(Activity): Output the data that follows, keeping every line identical.
=====
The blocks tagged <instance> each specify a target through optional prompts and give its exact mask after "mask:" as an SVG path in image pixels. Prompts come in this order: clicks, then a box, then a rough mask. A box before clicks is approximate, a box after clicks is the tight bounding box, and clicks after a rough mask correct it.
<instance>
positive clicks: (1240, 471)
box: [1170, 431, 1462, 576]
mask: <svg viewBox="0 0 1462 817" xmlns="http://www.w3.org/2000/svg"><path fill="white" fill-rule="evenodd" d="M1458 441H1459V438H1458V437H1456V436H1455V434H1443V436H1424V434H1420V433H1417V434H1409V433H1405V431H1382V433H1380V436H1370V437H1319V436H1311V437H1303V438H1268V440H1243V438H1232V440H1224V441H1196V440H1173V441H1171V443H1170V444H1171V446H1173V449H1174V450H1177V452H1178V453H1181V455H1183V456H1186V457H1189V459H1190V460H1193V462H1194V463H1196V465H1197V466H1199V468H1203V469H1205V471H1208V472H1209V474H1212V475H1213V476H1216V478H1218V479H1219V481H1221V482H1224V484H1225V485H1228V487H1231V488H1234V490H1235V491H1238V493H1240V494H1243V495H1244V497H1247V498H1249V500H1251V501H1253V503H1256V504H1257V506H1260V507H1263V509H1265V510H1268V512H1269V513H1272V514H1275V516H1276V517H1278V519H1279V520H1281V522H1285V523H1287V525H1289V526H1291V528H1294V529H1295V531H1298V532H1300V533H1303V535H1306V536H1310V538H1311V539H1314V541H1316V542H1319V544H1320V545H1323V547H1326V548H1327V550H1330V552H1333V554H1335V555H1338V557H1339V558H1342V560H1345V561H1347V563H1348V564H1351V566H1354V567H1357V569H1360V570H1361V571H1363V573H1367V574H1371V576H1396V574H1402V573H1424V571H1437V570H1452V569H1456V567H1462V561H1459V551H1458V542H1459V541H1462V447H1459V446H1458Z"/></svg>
=====
(Answer space):
The blocks tagged <instance> each specify a target through optional prompts and give its exact mask after "mask:" as an SVG path in image pixels. Prompts come in this order: clicks, then a box, then a rough mask. A box before clicks is approximate, a box after clicks is the tight bounding box, and clicks after a rough mask correct it.
<instance>
positive clicks: (1240, 471)
box: [1170, 431, 1462, 576]
mask: <svg viewBox="0 0 1462 817" xmlns="http://www.w3.org/2000/svg"><path fill="white" fill-rule="evenodd" d="M1458 441H1459V438H1458V437H1456V436H1455V434H1443V436H1424V434H1420V433H1417V434H1409V433H1405V431H1382V433H1380V436H1370V437H1319V436H1311V437H1303V438H1268V440H1243V438H1232V440H1224V441H1196V440H1173V441H1171V443H1170V444H1171V446H1173V449H1174V450H1177V452H1178V453H1181V455H1183V456H1186V457H1189V459H1190V460H1193V462H1194V463H1196V465H1197V466H1199V468H1203V469H1205V471H1208V472H1209V474H1212V475H1213V476H1216V478H1218V479H1219V481H1221V482H1224V484H1225V485H1228V487H1231V488H1234V490H1235V491H1238V493H1240V494H1243V495H1244V497H1247V498H1249V500H1251V501H1253V503H1256V504H1257V506H1260V507H1263V509H1265V510H1268V512H1269V513H1272V514H1275V516H1276V517H1278V519H1279V520H1281V522H1285V523H1287V525H1289V526H1291V528H1294V529H1295V531H1298V532H1300V533H1303V535H1306V536H1310V538H1311V539H1314V541H1316V542H1319V544H1320V545H1323V547H1326V548H1327V550H1330V552H1333V554H1335V555H1338V557H1339V558H1342V560H1345V561H1347V563H1348V564H1351V566H1354V567H1357V569H1360V570H1361V571H1363V573H1367V574H1371V576H1396V574H1402V573H1424V571H1437V570H1452V569H1456V567H1462V561H1459V551H1458V542H1459V541H1462V447H1459V446H1458Z"/></svg>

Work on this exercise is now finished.